SUPPLIED PASSAGE »
· · · · ·
The Sixty-Year War Between Your Doctor and a Fax Machine

BK
Bobby Kuzma
April 6, 2026

I wrote a long essay about the history of prior authorization. Not the talking points — the actual history. How we got from a reasonable idea in the 1960s to a $23 billion administrative apparatus that second-guesses every medical decision in America.

The full piece is on Substack: Prior Authorization; or, the Sixty-Year War Between Your Doctor and a Fax Machine.

Here’s why I wrote it, and what I think it means for where we go from here.

The short version

Prior authorization didn’t start as a villain. It started as managed care’s answer to a real problem: healthcare costs were rising, and someone needed to ask whether every procedure was genuinely necessary. The original intent — clinical appropriateness review — was defensible.

What happened over the next six decades was not.

The essay traces how a cost-control mechanism evolved into something unrecognizable: a system where insurance companies employ AI to deny claims at 16 times the normal rate, where physicians spend 13 hours per week on paperwork instead of patients, where 100% of surveyed oncologists report patient harm, and where the whole apparatus costs more to operate than it saves.

Why the history matters

Most conversations about prior authorization start with the current crisis — the denials, the delays, the burnout. But you can’t understand why the system is so resistant to change without understanding how it was built. Layer by layer, incentive by incentive, regulation by regulation.
· · · · ·
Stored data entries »
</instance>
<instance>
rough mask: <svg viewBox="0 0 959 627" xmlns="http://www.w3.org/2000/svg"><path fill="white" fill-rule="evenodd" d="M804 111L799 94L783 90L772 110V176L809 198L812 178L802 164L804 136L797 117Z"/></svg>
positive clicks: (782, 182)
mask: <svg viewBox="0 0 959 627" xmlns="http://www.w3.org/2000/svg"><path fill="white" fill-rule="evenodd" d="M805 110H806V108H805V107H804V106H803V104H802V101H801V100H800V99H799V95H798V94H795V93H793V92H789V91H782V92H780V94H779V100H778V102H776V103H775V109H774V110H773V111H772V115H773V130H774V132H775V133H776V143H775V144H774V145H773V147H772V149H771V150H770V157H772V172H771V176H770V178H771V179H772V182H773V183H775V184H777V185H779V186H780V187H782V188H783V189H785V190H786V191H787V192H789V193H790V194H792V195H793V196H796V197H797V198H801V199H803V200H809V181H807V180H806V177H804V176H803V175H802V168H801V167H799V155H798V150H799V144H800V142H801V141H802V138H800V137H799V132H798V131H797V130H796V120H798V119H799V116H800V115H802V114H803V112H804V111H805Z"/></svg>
· · · · ·
In one to three sentences, explain why the prior authorization post says its history matters.

Understanding why the system is so resistant to change requires understanding how it was built. It was built layer by layer, incentive by incentive, regulation by regulation.